■ TEXT PROVIDED
MAQA-LLaMA — Arabic Medical Question Answering (Base Model)

⚠️ Disclaimer: This model is intended for research and informational purposes only. It is not a substitute for professional medical advice, diagnosis, or treatment. It cannot and should not be used to prescribe or recommend medications.


Model Summary

maqa_llama is a Meta Llama 3 8B Instruct model fine-tuned on the MAQA dataset (Medical Arabic Questions & Answers) — 430,000 real doctor-patient interactions across 20 medical specialisations, sourced from Arabic medical platforms.

This is the full-precision base model (BF16 / 16-bit), best suited for research and further fine-tuning. For deployment on consumer hardware, see the quantised variants below.

Property Value
Base model unsloth/llama-3-8b-Instruct-bnb-4bit (Meta Llama 3 8B Instruct)
Fine-tuning method QLoRA (via Unsloth)
Precision BF16 (merged 16-bit)

■ PROBLEM STATEMENT
Reproduce the passage of the MAQA-LLaMA model card between "Model Summary" and "quantised variants below.", inclusive. The rows play no part in this work.

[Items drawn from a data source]
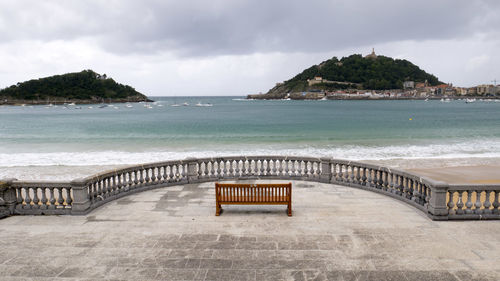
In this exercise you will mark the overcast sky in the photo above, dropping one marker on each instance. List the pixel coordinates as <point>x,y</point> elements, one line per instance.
<point>237,47</point>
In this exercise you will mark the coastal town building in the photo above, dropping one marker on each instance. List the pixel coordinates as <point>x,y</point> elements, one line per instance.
<point>408,84</point>
<point>315,80</point>
<point>372,55</point>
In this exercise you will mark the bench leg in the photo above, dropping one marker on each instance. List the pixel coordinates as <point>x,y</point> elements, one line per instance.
<point>218,209</point>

■ EXERCISE SOLUTION
Model Summary

maqa_llama is a Meta Llama 3 8B Instruct model fine-tuned on the MAQA dataset (Medical Arabic Questions & Answers) — 430,000 real doctor-patient interactions across 20 medical specialisations, sourced from Arabic medical platforms.

This is the full-precision base model (BF16 / 16-bit), best suited for research and further fine-tuning. For deployment on consumer hardware, see the quantised variants below.